Swap "keypoint" for "marker" everywhere in these lines and leave all other text unchanged.

[START OF Entries supplied]

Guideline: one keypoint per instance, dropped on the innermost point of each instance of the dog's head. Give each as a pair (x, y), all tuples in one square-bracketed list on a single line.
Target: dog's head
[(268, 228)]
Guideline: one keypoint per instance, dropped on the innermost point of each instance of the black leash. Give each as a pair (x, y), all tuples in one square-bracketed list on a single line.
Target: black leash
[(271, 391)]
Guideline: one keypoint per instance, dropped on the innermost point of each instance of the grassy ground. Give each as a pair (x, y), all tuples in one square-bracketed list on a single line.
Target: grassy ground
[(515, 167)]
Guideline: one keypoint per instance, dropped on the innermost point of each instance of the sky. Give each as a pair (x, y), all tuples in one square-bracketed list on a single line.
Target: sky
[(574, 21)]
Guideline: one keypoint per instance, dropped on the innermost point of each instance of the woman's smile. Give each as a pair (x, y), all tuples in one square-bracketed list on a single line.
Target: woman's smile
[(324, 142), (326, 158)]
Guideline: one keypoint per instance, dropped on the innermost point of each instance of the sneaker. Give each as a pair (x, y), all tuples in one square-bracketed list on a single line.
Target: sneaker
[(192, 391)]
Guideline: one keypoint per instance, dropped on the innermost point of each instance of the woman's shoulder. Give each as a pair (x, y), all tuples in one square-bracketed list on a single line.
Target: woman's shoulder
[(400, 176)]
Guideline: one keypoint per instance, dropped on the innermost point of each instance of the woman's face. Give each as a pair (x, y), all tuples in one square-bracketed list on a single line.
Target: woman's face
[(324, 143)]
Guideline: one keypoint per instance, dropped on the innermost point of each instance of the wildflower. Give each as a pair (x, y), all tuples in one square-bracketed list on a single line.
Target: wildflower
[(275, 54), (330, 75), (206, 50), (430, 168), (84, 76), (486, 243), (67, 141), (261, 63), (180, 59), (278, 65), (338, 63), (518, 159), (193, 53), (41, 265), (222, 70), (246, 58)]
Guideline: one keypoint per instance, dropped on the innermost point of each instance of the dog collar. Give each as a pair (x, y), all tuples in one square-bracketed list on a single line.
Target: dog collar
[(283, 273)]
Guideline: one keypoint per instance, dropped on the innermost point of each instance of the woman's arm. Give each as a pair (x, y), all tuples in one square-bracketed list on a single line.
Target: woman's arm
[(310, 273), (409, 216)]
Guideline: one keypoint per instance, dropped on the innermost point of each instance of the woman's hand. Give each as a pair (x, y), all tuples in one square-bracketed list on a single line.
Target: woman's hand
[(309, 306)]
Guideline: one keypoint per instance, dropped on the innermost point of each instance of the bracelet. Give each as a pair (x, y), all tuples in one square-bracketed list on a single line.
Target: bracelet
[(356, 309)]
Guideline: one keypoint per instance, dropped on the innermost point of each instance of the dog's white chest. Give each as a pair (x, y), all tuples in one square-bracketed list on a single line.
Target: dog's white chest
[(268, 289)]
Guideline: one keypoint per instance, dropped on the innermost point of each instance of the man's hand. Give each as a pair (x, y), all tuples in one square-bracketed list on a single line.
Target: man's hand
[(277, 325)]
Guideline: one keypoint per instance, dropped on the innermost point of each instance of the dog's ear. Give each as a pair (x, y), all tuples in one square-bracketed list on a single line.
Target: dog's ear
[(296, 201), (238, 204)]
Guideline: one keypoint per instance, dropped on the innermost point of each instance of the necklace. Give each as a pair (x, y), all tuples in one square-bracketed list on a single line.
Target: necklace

[END OF Entries supplied]

Correct answer:
Guideline: one marker per instance, dropped on the innermost point of each instance of the dog's head. Give each as a pair (x, y), all tuples in one square-bracketed list on a single line.
Target: dog's head
[(268, 228)]
Guideline: one marker per instance, dropped on the innermost point of each instance of the black leash. Give each as a pair (x, y), all tuples in one square-bracketed list on a single line.
Target: black leash
[(271, 391)]
Guideline: one marker per instance, dropped on the innermost point of each instance of the grassy ground. Give each as a pair (x, y), all tuples in one square-bracketed list on a single line.
Target: grassy ground
[(515, 167)]
Guideline: one marker per instance, dropped on the innermost point of each instance of the sky. Give each as a pair (x, y), all tuples in one square-bracketed list on a single line.
Target: sky
[(574, 21)]
Guideline: one marker per instance, dropped on the innermost point of each instance of the woman's smile. Give each as a pair (x, y), all tuples in one square-bracketed list on a single line.
Target: woman's smile
[(324, 142), (326, 158)]
Guideline: one marker per instance, dropped on the innermost point of each instance of the sneaker. Give each as a pair (x, y), all tuples in one square-bracketed list on a single line.
Target: sneaker
[(192, 391)]
Guideline: one marker per instance, dropped on the innermost point of each instance of the woman's shoulder. Give each as a pair (x, y), all tuples in one square-bracketed list on a single line.
Target: woman's shoulder
[(400, 176)]
Guideline: one marker per instance, dropped on the innermost point of each instance of the woman's face. Give each as a pair (x, y), all tuples in one square-bracketed list on a single line.
Target: woman's face
[(324, 143)]
Guideline: one marker per instance, dropped on the innermost point of each instance of the wildflower. Give each as a pair (x, y), all tuples in one square-bracketed list on a single line.
Target: wildflower
[(275, 54), (330, 75), (206, 50), (430, 168), (84, 76), (486, 243), (67, 141), (261, 63), (180, 59), (278, 65), (338, 63), (518, 159), (193, 53), (41, 265), (222, 70), (246, 58)]
Guideline: one marker per instance, dropped on the innermost point of each instance of the dog collar. Give each as a pair (x, y), all tuples in one square-bracketed list on a single line.
Target: dog collar
[(283, 273)]
Guideline: one marker per instance, dropped on the innermost point of each instance of the woman's arm. Give each as a pair (x, y), all tuples in one square-bracketed list on a single line.
Target: woman's arm
[(310, 273), (409, 216)]
Guideline: one marker per instance, dropped on the innermost point of each instance of the woman's hand. Give each as a pair (x, y), all tuples in one square-bracketed list on a single line.
Target: woman's hand
[(309, 306)]
Guideline: one marker per instance, dropped on the innermost point of each instance of the bracelet. Give each as a pair (x, y), all tuples in one square-bracketed list on a single line.
Target: bracelet
[(356, 309)]
Guideline: one marker per instance, dropped on the innermost point of each instance of the dog's white chest. Give each as a pair (x, y), all tuples in one square-bracketed list on a single line.
Target: dog's white chest
[(268, 289)]
Guideline: one marker per instance, dropped on the innermost point of each instance of the man's hand. Give each as a pair (x, y), all tuples in one square-bracketed list on a single line.
Target: man's hand
[(277, 325)]
Guideline: one marker per instance, dropped on the innermost point of each instance of the dog's ear. Give each as a pair (x, y), all tuples in one square-bracketed list on a single line.
Target: dog's ear
[(296, 201), (238, 204)]
Guideline: one marker per instance, dropped on the innermost point of each instance of the necklace. Give each as a pair (x, y), all tuples in one square-bracketed list on a single line.
Target: necklace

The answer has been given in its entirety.